LIST OF TASKS:
(A) In the text below about the Healthcare Support Worker Development programme, rewrite the paragraph that begins "In collaboration with the Trust" as a short list of steps, keeping its main facts.
(B) According to the text below about the Healthcare Support Worker Development programme, who introduced the Care Certificate, and in what year?
(C) Write the next part of the text below about the Healthcare Support Worker Development programme, picking up after its final sentence.

EXTRACT TO READ:
○ ○ ○ ○

Healthcare Support Worker Development Programme
The Healthcare Support Worker Development (HCSWD) programme was established by NHS Professionals (NHSP) as a means to help Trusts with excessive agency cost to cover gaps in the positions of healthcare support workers and healthcare associates.
In collaboration with the Trust, NHSP recruits people from the local community to train for a role in which they will provide safe, guaranteed care and support. Local recruitment campaigns encourage local people to apply, who are then interviewed and tested before attending an induction course to cover mandatory basic training skills. Trainees are then released to the ward and trained by ward staff to meet their requirements. Each trainee agrees to work a minimum number of hours each week through the bank and the Trust provides on the job training. The Trust staff decide when trainees are ready to complete the course following a minimum number of hours in role.
The Care Certificate was introduced by NHS England in 2015 and graduates from the course are expected to attain that standard.

○ ○ ○ ○

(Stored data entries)
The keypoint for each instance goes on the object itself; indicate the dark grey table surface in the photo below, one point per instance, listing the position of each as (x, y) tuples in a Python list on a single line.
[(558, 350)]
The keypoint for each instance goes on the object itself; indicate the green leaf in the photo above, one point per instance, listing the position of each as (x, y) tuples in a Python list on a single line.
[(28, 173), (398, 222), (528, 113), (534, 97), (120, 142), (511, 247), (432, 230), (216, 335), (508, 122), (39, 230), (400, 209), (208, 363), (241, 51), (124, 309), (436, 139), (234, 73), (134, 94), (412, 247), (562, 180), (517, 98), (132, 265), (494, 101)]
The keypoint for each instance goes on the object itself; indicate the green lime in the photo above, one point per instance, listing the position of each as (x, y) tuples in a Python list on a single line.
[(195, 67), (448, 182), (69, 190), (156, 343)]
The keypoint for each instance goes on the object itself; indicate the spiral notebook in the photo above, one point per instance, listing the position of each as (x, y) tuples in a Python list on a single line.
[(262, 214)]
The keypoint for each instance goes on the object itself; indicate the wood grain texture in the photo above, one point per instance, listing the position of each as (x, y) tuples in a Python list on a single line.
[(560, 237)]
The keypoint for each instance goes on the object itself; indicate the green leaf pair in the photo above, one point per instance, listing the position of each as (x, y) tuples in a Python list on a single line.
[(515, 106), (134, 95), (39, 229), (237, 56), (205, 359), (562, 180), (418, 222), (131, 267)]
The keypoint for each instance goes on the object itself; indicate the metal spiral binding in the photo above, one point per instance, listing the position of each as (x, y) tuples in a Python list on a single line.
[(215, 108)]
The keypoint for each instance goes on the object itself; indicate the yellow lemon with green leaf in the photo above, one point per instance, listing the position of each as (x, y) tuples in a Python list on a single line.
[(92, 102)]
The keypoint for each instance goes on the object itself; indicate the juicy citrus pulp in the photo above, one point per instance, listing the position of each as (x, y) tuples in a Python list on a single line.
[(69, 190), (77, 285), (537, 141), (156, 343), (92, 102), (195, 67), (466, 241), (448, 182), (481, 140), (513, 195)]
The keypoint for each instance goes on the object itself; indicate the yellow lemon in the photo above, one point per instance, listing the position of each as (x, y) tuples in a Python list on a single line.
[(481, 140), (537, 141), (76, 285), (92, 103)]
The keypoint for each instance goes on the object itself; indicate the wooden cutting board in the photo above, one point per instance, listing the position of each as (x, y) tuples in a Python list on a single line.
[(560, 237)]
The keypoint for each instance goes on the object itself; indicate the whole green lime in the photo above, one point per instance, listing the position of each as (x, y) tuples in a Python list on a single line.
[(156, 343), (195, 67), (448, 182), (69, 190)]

○ ○ ○ ○

RESPONSES PER TASK:
(A)
- NHSP works with the Trust to recruit people from the local community for a role providing safe, guaranteed care and support.
- Local recruitment campaigns encourage local people to apply.
- Applicants are interviewed and tested.
- They attend an induction course covering mandatory basic training skills.
- Trainees are released to the ward and trained by ward staff to meet the ward's requirements.
- Each trainee agrees to work a minimum number of hours each week through the bank, and the Trust provides on-the-job training.
- After a minimum number of hours in role, Trust staff decide when trainees are ready to complete the course.

(B) NHS England introduced it in 2015.

(C)
Facts and figures
Since its inception in 2012, the programme has been adopted by 47 NHS Trusts and is currently deployed at 39 Trusts. As of June 2019, more than 3,500 people have been trained to meet the expected standard and since 2015, graduates have been awarded the Care Certificate. More than three quarters are still working shifts at their Trust through the NHSP bank. By the end of June 2019, more than 3million hours of care had been delivered by the programme.
Anecdotal evidence from Trusts that deploy the programme show that it delivers well trained heath care assistants who provide invaluable support to clinical staff and patients. Hard evidence shows that Trusts save money on every shift that would have otherwise been worked by an agency care support worker. To date, we estimate that the programme has saved £9 million in agency costs. The HCSWD graduates account for more than a third of all bank hours worked by healthcare assistants.